• Goal of the exercise: Pick out and copy every line in the rows below that contains the word "light". Letter case counts.

BEGIN

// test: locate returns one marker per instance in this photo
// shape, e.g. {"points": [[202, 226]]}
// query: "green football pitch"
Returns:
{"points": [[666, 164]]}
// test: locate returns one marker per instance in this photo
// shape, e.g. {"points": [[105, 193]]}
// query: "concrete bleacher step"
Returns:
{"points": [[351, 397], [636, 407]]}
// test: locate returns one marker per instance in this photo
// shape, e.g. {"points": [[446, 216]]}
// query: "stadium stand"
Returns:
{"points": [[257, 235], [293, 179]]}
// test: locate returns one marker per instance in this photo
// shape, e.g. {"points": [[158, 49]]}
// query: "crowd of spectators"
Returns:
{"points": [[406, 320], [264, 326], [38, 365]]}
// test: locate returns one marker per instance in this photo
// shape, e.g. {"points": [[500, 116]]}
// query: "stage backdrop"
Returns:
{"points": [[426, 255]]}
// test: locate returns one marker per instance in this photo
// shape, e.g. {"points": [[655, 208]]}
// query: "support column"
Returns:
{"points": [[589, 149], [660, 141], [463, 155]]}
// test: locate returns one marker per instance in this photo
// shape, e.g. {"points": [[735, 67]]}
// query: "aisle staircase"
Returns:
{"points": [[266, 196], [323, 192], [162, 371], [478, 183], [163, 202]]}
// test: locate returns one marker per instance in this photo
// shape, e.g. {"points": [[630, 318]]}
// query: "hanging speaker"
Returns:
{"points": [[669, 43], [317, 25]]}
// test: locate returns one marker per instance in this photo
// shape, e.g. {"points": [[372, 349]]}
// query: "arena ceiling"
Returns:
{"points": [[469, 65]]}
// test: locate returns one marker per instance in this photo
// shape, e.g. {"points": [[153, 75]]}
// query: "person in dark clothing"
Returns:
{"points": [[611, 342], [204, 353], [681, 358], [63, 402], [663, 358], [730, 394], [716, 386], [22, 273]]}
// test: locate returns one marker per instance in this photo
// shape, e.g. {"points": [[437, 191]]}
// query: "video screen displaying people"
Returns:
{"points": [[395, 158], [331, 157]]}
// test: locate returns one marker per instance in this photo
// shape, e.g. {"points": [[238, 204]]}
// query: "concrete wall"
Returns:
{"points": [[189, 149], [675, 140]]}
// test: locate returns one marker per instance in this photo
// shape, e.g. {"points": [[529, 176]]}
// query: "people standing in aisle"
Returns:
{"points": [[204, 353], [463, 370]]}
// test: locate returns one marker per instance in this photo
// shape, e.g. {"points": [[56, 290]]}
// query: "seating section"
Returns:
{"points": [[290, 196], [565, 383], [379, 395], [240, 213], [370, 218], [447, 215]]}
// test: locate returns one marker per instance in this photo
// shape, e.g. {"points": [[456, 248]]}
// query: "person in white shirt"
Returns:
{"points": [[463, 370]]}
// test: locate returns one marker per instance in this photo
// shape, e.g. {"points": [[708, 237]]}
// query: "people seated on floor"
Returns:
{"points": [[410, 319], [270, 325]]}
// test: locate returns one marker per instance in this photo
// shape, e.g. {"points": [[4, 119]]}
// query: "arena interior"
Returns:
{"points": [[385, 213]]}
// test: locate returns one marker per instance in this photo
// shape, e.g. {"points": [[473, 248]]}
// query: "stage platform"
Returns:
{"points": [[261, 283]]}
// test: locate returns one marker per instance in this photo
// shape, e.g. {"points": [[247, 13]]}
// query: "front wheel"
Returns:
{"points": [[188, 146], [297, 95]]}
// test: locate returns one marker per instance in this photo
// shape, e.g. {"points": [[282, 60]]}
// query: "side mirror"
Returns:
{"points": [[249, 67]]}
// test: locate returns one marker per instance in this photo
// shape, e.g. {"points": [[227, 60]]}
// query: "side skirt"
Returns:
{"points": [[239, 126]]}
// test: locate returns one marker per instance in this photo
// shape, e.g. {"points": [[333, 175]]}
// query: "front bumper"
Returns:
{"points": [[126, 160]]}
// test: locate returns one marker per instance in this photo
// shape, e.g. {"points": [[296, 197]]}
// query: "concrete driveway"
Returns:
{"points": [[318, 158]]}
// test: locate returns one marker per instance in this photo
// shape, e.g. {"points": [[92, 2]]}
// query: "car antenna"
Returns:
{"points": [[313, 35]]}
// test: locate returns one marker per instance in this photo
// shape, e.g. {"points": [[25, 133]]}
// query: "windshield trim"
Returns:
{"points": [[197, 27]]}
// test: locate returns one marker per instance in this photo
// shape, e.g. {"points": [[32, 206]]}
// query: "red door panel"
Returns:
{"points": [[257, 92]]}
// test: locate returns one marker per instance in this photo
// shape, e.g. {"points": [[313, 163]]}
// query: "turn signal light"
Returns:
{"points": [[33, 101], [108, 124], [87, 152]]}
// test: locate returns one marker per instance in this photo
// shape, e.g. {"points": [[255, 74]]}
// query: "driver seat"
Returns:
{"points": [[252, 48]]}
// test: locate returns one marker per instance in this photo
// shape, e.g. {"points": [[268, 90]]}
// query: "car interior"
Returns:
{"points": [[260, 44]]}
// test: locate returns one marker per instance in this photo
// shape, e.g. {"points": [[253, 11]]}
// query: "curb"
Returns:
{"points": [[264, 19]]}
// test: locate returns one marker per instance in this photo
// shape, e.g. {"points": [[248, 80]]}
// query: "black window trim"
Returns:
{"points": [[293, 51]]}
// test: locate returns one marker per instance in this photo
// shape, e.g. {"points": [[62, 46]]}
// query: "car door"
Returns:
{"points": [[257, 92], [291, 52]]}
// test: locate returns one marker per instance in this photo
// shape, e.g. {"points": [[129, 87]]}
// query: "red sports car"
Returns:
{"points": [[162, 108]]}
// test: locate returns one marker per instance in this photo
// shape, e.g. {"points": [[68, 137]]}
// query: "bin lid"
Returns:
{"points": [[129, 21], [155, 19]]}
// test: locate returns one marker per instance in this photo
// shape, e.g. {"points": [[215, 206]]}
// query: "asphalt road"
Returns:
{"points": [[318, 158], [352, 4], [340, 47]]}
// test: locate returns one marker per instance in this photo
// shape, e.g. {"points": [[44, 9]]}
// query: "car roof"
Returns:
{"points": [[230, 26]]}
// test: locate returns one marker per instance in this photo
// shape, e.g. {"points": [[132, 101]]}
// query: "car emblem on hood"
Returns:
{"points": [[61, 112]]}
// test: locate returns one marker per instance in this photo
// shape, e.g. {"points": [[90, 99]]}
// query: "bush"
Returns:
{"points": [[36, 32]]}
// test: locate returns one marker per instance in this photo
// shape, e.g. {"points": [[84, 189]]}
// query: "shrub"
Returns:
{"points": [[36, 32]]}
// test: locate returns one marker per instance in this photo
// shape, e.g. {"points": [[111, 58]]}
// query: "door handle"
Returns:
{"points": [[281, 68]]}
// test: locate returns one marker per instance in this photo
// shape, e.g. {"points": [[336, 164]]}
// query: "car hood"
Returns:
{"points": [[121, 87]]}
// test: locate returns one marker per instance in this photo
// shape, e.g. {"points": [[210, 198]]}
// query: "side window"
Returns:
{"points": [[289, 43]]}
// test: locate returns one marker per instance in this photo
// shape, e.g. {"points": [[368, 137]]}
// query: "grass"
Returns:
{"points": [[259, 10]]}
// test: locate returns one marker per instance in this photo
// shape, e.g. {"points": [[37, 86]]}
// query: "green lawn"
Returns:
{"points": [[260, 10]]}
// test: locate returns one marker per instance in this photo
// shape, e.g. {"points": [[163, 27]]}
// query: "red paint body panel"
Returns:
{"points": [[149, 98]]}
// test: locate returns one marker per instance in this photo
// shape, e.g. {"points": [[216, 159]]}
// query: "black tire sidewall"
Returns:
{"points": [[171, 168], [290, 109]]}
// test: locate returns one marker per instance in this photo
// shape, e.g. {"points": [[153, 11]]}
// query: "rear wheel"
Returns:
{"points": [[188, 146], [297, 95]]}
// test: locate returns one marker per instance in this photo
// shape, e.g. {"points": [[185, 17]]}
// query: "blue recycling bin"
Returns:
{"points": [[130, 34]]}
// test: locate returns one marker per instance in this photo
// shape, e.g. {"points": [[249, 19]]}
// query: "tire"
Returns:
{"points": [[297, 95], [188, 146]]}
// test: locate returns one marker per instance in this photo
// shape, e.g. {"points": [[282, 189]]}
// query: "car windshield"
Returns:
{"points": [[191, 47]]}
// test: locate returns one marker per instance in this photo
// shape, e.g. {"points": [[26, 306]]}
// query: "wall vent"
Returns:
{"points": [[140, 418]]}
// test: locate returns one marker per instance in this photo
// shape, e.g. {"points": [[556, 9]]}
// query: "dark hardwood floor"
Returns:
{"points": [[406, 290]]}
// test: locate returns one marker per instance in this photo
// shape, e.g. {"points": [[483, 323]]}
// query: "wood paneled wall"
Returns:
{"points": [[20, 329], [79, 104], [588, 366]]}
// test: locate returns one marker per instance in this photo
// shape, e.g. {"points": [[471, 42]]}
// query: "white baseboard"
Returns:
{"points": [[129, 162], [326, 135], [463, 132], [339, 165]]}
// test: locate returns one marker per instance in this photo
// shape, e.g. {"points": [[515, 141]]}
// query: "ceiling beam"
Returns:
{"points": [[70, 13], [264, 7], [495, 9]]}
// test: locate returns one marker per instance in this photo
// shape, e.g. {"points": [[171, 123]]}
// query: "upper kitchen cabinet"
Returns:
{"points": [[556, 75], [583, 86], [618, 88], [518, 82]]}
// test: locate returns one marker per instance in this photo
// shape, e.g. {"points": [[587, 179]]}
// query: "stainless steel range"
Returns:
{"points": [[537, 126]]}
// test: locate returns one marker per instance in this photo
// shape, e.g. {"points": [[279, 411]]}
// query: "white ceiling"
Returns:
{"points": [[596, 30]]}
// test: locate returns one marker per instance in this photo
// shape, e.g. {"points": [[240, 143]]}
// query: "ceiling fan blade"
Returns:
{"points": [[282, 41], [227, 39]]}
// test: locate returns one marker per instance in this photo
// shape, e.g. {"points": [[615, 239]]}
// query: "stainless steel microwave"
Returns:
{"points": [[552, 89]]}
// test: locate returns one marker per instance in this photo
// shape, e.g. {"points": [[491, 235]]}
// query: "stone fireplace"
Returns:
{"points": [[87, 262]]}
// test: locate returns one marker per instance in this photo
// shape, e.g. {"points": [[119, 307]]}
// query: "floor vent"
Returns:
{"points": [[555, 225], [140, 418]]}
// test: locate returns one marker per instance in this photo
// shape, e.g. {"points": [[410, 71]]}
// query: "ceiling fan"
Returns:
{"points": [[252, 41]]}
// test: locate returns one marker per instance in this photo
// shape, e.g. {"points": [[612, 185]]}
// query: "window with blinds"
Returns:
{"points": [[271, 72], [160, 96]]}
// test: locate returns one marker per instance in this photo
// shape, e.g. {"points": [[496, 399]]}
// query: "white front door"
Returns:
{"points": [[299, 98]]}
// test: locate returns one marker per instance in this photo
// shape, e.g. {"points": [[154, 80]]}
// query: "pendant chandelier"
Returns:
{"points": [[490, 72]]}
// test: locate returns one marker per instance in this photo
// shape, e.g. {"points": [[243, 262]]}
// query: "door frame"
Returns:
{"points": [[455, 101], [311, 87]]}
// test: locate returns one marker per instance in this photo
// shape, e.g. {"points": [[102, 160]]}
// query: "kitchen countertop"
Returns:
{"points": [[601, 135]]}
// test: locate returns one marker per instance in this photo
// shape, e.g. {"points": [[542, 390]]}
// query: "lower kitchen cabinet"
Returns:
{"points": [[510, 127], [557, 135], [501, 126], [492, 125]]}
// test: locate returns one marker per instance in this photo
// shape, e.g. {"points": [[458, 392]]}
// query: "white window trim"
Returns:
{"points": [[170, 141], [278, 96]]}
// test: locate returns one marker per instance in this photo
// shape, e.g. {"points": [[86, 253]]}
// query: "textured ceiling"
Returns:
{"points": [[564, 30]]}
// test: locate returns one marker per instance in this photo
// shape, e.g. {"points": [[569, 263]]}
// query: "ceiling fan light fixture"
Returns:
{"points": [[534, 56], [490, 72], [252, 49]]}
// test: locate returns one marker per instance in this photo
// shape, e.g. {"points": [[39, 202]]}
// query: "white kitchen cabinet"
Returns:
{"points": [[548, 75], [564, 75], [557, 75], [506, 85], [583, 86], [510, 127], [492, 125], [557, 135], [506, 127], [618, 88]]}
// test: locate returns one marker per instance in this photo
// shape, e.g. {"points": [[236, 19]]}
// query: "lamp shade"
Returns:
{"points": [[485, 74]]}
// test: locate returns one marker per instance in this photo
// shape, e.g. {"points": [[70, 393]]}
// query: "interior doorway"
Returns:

END

• Solution:
// query: "turn signal light"
// query: "ceiling fan light fixture"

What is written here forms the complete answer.